作業指示:
1 > セネガル大統領選挙の文書抜粋から、「9. 2024セネガル大統領選挙(1):選挙前の状況」から「afrique, 5 février.」までを一字一句変えずに引用してください。
2 > セネガル大統領選挙の文書抜粋を二文で要約してください。
3 > セネガル大統領選挙の文書抜粋によると、延期が発表された大統領選挙はもともと何月何日に実施される予定でしたか。

文書抜粋:
☆ ☆ ☆ ☆ ☆

9. 2024セネガル大統領選挙(1):選挙前の状況

セネガル 選挙

先日行われたセネガル大統領選挙について、発掘部3〜4月号に分けてお送りします。記事作成はAJF会員の村田はるせさんがしてくださいました。ありがとうございます!まず3月号では、選挙前の状況について、jeune afriqueをもとにお伝えします。来月号では選挙の結果についてお伝えする予定です。

■ 2月3日@ダカール:デモ隊は追い散らされ、ネットが切断されている

2024年2月3日、セネガルのマキ・サール大統領が、2月25日に実施予定だった大統領選挙を延期すると発表。大統領選延期は独立以来初で、2月4日には抗議デモが行われた。政府はこの動きを抑えこもうと、2月5日の朝からネットを切断、多くの人びとが携帯電話でのモバイル・データへのアクセスができなくなった。
●詳細記事:jeune afrique. 2024. “Au Sénégal, manifestants dispersés et internet mobile coupé à Dakar,” jeune afrique, 5 février.

☆ ☆ ☆ ☆ ☆

提供資料:
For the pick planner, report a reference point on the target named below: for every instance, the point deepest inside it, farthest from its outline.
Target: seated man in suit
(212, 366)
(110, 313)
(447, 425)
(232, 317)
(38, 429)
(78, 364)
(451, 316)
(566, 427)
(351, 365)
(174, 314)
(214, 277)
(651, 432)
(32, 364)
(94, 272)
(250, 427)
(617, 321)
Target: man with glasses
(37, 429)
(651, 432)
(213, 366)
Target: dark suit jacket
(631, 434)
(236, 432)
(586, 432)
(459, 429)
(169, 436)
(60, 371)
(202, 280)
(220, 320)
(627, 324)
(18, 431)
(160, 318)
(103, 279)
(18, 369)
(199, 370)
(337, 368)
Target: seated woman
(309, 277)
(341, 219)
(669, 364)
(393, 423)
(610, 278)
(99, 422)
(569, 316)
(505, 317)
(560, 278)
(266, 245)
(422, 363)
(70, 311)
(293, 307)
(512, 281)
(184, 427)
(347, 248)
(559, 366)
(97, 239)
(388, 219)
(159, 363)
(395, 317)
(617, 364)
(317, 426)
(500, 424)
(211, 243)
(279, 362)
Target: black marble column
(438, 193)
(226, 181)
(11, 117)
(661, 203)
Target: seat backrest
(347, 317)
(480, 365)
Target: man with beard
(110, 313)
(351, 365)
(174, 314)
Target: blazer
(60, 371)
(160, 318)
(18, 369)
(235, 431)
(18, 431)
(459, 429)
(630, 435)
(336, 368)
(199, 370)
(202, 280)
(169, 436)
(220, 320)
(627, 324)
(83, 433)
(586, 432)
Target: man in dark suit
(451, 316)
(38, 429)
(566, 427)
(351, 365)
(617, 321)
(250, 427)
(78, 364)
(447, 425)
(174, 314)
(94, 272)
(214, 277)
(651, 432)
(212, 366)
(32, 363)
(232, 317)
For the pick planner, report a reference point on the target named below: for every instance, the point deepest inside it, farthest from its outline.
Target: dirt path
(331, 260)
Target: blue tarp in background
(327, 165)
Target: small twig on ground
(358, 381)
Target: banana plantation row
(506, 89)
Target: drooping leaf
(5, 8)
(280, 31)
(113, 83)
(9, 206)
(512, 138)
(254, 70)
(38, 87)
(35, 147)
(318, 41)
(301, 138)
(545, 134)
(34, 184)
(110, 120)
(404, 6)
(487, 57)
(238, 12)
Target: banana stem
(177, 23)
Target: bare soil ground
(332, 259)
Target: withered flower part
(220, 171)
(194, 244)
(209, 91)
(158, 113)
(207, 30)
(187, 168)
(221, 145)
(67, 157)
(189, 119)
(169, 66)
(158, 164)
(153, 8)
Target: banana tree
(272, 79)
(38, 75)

☆ ☆ ☆ ☆ ☆

各作業の回答:
1 >
9. 2024セネガル大統領選挙(1):選挙前の状況

セネガル 選挙

先日行われたセネガル大統領選挙について、発掘部3〜4月号に分けてお送りします。記事作成はAJF会員の村田はるせさんがしてくださいました。ありがとうございます!まず3月号では、選挙前の状況について、jeune afriqueをもとにお伝えします。来月号では選挙の結果についてお伝えする予定です。

■ 2月3日@ダカール:デモ隊は追い散らされ、ネットが切断されている

2024年2月3日、セネガルのマキ・サール大統領が、2月25日に実施予定だった大統領選挙を延期すると発表。大統領選延期は独立以来初で、2月4日には抗議デモが行われた。政府はこの動きを抑えこもうと、2月5日の朝からネットを切断、多くの人びとが携帯電話でのモバイル・データへのアクセスができなくなった。
●詳細記事:jeune afrique. 2024. “Au Sénégal, manifestants dispersés et internet mobile coupé à Dakar,” jeune afrique, 5 février.

2 > 2024年2月3日、セネガルのマキ・サール大統領は2月25日に予定されていた大統領選挙の延期を発表し、独立以来初となるこの延期に対して2月4日に抗議デモが行われた。政府はこの動きを抑えこむため2月5日の朝からネットを切断し、多くの人びとが携帯電話でモバイル・データにアクセスできなくなった。

3 > 2月25日です。